Given data:
· · · ·
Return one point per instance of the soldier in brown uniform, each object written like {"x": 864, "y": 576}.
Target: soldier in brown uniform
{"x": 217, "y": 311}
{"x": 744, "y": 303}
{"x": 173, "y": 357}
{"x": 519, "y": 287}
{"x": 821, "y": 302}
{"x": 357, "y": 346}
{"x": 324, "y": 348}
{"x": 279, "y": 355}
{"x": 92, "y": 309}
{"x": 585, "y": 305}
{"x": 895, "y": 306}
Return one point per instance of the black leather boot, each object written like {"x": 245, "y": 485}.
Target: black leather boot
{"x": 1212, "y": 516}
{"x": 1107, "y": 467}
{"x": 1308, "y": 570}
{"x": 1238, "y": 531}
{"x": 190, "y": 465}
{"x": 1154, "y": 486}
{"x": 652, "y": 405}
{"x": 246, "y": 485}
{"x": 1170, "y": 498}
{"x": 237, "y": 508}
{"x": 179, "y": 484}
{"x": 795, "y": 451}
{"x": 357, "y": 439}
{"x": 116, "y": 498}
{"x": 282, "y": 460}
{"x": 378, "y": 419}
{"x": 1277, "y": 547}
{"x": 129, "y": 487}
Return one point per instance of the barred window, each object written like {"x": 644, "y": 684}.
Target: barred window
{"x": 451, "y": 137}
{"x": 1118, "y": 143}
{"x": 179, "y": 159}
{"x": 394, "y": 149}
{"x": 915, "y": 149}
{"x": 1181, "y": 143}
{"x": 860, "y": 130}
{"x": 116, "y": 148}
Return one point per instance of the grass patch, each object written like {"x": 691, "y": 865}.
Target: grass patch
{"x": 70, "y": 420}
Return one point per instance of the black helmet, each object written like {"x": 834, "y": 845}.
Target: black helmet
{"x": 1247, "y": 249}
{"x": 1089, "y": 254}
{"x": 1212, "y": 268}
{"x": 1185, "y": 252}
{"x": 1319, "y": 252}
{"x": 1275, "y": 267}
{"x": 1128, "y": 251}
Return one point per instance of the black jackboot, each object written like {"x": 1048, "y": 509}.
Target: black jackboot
· · · ·
What you need to do: Give the listing above again in full, with no word altered.

Expected answer:
Return one point per instance of the soldier in brown uniform, each object written like {"x": 864, "y": 576}.
Target: soldier in brown uniform
{"x": 217, "y": 311}
{"x": 744, "y": 303}
{"x": 173, "y": 357}
{"x": 519, "y": 287}
{"x": 821, "y": 302}
{"x": 357, "y": 346}
{"x": 324, "y": 348}
{"x": 279, "y": 355}
{"x": 92, "y": 309}
{"x": 585, "y": 305}
{"x": 895, "y": 306}
Return one point per instance of the black leather boot, each object written like {"x": 245, "y": 485}.
Target: black leather boot
{"x": 1212, "y": 516}
{"x": 1107, "y": 467}
{"x": 1308, "y": 570}
{"x": 1238, "y": 531}
{"x": 190, "y": 465}
{"x": 1154, "y": 486}
{"x": 652, "y": 405}
{"x": 246, "y": 485}
{"x": 1170, "y": 498}
{"x": 237, "y": 508}
{"x": 179, "y": 484}
{"x": 795, "y": 451}
{"x": 357, "y": 439}
{"x": 116, "y": 498}
{"x": 282, "y": 460}
{"x": 378, "y": 419}
{"x": 1277, "y": 547}
{"x": 129, "y": 487}
Return one point per instance of the barred window, each object written like {"x": 644, "y": 684}.
Target: barred window
{"x": 451, "y": 137}
{"x": 1118, "y": 143}
{"x": 179, "y": 159}
{"x": 394, "y": 149}
{"x": 915, "y": 149}
{"x": 1181, "y": 143}
{"x": 860, "y": 130}
{"x": 116, "y": 148}
Return one point per instance of the grass patch, each object written like {"x": 691, "y": 865}.
Target: grass patch
{"x": 70, "y": 420}
Return one point per instance of the black helmet, each object written like {"x": 834, "y": 845}.
Target: black helmet
{"x": 1247, "y": 249}
{"x": 1089, "y": 254}
{"x": 1212, "y": 268}
{"x": 1185, "y": 252}
{"x": 1319, "y": 252}
{"x": 1275, "y": 267}
{"x": 1128, "y": 251}
Return one point per instance of the black jackboot, each object written like {"x": 1048, "y": 509}.
Target: black jackboot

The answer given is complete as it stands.